Gericht: Bundesfinanzhof
Beschluss verkündet am 31.03.2009
Aktenzeichen: VII R 44/07
Rechtsgebiete: VO Nr. 1782/2003/EG, VO Nr. 1788/2003/EG


Vorschriften:

VO Nr. 1782/2003/EG Art. 95
VO Nr. 1788/2003/EG Art. 5
VO Nr. 1788/2003/EG Art. 11 Abs. 2 S. 1
VO Nr. 1788/2003/EG Art. 11 Abs. 3 S. 1
1. Hat ein Erzeuger während eines Zwölfmonatszeitraums Milch an eine Molkerei geliefert und dadurch von seiner Referenzmenge Gebrauch gemacht, kann in demselben Zwölfmonatszeitraum weder von ihm noch von einem anderen Erzeuger auf die so ausgenutzte Referenzmenge Milch abgabenfrei geliefert werden. Die Übertragung einer bereits ausgenutzten Referenzmenge kann das Recht zur abgabenfreien Milchlieferung in dem betreffenden Zwölfmonatszeitraum nicht wieder aufleben lassen.

#### [Bereitgestelltes Material]
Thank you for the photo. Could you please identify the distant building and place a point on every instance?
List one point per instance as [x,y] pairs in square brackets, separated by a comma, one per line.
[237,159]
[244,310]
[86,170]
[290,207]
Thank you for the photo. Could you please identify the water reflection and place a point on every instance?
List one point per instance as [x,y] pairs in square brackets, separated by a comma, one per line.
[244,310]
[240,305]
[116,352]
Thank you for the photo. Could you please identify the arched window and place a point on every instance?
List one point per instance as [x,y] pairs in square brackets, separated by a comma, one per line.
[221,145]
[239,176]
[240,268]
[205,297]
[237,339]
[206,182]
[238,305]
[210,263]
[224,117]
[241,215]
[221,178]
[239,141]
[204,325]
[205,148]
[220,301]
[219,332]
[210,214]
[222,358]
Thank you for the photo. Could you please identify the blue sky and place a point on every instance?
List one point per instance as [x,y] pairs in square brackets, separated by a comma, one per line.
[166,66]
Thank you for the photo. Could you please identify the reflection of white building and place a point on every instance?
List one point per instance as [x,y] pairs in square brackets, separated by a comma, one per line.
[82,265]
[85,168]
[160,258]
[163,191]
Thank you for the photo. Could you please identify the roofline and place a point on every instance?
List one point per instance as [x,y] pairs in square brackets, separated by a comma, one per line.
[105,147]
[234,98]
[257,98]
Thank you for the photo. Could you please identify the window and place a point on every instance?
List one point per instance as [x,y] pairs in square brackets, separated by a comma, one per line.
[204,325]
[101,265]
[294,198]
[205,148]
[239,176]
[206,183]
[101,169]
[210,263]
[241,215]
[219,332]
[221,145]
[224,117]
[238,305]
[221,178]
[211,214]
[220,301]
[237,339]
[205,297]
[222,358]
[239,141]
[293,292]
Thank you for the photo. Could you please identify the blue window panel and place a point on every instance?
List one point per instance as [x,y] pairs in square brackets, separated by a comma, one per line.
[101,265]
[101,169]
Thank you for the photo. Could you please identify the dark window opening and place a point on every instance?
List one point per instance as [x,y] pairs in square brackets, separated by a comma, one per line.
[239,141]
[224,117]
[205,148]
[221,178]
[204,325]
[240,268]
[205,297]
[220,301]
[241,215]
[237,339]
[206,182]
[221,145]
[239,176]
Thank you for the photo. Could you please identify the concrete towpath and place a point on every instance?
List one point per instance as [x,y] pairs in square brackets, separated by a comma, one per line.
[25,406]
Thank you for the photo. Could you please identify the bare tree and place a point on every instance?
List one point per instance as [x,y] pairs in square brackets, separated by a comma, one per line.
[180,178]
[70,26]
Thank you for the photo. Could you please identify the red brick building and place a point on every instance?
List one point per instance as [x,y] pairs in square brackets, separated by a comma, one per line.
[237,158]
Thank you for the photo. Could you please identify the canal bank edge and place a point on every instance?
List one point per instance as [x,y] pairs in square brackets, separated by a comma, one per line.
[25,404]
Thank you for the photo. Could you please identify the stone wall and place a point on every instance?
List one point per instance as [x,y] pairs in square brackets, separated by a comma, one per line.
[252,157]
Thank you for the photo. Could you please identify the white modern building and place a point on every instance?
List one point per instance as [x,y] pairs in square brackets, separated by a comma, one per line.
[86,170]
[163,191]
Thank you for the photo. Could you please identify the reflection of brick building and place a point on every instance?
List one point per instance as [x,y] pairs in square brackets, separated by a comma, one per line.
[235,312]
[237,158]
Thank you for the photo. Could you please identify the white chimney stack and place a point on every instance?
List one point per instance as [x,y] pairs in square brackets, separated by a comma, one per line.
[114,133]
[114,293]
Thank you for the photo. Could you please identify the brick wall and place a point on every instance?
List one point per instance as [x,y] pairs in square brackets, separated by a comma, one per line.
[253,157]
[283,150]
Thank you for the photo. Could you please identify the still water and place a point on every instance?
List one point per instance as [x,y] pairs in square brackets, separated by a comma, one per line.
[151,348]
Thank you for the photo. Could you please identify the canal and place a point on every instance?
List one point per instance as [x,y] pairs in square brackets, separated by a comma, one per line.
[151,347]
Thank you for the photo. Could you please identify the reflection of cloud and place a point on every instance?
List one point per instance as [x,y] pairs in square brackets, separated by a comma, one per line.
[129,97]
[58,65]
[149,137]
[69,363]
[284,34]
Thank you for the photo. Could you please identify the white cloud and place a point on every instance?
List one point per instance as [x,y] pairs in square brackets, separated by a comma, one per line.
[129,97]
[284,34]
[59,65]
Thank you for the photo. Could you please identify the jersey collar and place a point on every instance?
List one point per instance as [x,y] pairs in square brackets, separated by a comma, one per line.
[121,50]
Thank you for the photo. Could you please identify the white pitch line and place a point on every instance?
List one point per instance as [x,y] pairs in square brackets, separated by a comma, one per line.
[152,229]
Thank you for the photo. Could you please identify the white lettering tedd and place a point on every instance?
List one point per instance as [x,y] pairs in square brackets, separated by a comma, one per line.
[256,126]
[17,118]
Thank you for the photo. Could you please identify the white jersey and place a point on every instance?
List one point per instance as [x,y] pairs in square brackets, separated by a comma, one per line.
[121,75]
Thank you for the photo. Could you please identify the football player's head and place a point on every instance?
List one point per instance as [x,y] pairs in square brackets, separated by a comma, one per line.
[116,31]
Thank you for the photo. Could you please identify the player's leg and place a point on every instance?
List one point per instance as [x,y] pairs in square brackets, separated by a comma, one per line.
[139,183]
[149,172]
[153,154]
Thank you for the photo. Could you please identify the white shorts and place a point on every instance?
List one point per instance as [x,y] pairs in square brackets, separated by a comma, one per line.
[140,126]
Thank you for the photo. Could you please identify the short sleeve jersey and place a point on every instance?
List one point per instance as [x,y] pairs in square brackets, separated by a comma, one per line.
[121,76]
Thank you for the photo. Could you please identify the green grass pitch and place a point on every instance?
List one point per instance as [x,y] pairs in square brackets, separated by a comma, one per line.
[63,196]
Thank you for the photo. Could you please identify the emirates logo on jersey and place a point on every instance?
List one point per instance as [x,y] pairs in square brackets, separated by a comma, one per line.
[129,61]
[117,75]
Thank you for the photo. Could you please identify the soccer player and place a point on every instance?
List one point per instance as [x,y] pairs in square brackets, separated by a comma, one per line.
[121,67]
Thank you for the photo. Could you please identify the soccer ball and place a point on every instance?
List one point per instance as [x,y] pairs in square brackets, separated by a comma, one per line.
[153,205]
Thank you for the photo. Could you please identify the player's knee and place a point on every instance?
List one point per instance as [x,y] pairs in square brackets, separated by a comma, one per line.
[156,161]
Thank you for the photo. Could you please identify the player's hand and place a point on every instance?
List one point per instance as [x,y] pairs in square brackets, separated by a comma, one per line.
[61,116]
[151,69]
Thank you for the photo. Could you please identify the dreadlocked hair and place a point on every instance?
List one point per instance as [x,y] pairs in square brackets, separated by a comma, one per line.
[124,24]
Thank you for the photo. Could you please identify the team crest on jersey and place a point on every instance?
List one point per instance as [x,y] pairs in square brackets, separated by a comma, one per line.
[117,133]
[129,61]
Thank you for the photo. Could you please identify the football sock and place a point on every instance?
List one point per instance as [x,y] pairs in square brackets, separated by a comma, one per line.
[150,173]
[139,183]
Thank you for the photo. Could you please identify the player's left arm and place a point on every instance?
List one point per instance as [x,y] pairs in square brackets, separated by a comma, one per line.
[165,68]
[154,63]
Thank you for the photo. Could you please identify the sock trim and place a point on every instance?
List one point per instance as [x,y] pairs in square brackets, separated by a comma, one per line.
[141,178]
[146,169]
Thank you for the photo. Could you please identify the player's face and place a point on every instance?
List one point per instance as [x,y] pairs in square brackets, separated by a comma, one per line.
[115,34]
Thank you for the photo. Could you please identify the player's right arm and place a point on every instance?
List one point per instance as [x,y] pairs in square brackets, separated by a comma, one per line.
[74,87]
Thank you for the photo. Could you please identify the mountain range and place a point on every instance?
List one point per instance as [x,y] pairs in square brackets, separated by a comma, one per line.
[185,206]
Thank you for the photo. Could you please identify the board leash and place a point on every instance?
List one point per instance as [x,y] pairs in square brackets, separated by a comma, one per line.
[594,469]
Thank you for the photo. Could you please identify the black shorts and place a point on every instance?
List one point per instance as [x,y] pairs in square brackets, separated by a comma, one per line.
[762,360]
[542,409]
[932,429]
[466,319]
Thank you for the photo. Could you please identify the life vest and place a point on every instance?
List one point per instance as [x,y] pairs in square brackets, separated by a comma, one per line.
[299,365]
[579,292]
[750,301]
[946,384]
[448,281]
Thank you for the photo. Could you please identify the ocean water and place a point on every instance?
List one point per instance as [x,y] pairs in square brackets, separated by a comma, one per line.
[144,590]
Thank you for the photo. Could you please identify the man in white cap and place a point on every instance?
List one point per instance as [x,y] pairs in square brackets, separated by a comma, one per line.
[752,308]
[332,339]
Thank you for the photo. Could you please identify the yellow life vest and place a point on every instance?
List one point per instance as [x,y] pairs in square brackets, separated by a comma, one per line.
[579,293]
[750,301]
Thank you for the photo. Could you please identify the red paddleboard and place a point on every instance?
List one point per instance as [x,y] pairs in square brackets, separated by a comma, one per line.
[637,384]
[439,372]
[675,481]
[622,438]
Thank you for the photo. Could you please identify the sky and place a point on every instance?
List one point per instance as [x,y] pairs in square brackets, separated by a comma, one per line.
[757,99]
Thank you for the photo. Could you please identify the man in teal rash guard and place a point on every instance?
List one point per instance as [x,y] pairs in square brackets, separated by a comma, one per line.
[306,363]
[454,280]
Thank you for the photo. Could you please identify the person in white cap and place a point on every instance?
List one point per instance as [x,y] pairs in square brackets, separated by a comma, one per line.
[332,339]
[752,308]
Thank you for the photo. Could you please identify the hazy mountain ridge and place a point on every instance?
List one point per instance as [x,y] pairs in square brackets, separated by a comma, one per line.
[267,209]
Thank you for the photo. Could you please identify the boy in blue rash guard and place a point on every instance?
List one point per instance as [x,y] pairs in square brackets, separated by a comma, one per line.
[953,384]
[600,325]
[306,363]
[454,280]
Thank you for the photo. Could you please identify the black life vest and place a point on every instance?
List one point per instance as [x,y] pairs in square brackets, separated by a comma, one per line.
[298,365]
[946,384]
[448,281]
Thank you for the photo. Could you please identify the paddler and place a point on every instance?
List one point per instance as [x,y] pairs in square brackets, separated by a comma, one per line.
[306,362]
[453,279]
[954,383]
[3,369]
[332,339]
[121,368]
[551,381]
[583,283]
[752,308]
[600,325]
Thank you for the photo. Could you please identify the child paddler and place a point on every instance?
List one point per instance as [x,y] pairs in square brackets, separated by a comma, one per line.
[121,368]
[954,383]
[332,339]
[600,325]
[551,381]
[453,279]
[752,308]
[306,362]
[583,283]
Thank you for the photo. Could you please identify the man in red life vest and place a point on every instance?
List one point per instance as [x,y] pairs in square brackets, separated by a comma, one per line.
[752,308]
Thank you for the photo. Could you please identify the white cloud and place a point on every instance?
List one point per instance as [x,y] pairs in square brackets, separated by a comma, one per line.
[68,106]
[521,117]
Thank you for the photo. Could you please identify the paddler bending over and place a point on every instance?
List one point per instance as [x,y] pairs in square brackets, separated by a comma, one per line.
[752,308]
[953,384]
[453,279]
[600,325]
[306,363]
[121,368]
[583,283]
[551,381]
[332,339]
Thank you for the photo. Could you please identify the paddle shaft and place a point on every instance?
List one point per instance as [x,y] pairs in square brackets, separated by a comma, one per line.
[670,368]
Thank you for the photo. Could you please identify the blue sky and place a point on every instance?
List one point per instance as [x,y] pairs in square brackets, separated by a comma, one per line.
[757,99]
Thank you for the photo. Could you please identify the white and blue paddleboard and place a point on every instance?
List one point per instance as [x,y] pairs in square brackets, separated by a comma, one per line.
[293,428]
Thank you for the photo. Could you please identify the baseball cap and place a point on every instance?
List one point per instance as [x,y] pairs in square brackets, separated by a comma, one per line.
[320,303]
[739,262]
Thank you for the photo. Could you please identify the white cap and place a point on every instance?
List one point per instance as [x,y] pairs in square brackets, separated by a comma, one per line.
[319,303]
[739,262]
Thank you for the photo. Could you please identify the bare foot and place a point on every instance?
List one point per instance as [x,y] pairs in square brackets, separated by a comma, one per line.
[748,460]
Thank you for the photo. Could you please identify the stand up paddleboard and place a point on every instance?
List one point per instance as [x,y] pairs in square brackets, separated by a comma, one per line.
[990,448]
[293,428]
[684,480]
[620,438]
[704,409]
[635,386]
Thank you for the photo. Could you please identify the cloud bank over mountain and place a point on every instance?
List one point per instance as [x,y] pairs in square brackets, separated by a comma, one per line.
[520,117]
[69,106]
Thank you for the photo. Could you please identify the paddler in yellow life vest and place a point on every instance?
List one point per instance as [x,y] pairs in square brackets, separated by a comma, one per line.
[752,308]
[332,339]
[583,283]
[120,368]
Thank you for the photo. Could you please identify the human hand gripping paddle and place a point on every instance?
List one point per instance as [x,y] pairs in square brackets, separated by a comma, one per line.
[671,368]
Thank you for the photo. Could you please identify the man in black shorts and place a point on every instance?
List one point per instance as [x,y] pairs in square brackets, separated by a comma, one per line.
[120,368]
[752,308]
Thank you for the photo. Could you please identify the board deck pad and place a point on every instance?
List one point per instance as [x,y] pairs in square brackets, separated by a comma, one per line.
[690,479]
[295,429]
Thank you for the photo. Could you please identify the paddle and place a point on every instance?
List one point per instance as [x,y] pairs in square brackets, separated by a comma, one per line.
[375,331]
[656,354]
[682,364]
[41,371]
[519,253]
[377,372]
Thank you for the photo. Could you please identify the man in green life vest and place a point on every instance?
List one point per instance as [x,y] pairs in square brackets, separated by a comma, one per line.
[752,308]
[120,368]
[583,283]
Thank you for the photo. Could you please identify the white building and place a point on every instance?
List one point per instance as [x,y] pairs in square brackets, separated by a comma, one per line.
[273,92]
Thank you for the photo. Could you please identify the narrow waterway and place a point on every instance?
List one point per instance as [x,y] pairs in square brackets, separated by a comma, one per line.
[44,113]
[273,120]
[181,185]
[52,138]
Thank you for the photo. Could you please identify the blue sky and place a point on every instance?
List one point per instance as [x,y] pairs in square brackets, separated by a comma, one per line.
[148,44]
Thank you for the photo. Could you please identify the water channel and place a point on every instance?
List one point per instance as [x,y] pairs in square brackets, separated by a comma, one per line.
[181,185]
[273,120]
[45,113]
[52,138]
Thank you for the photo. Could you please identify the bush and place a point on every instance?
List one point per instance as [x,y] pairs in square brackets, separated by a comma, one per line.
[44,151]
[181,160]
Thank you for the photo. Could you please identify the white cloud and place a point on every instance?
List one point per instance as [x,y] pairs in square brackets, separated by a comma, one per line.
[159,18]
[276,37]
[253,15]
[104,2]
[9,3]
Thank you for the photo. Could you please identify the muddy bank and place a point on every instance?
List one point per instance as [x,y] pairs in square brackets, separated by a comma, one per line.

#### [Arbeitsanweisungen]
A: Kopieren Sie aus dem Textauszug wortgetreu die Passage von „VO Nr. 1782/2003/EG Art.“ bis einschließlich „wieder aufleben lassen.“.
B: Nennen Sie alle Vorschriften, die der Textauszug unter der Überschrift „Vorschriften:“ aufführt.
Das Material hat mit dem Textauszug nichts zu tun.

#### [Lösungsübersicht]
A:
VO Nr. 1782/2003/EG Art. 95
VO Nr. 1788/2003/EG Art. 5
VO Nr. 1788/2003/EG Art. 11 Abs. 2 S. 1
VO Nr. 1788/2003/EG Art. 11 Abs. 3 S. 1
1. Hat ein Erzeuger während eines Zwölfmonatszeitraums Milch an eine Molkerei geliefert und dadurch von seiner Referenzmenge Gebrauch gemacht, kann in demselben Zwölfmonatszeitraum weder von ihm noch von einem anderen Erzeuger auf die so ausgenutzte Referenzmenge Milch abgabenfrei geliefert werden. Die Übertragung einer bereits ausgenutzten Referenzmenge kann das Recht zur abgabenfreien Milchlieferung in dem betreffenden Zwölfmonatszeitraum nicht wieder aufleben lassen.

B:
VO Nr. 1782/2003/EG Art. 95
VO Nr. 1788/2003/EG Art. 5
VO Nr. 1788/2003/EG Art. 11 Abs. 2 S. 1
VO Nr. 1788/2003/EG Art. 11 Abs. 3 S. 1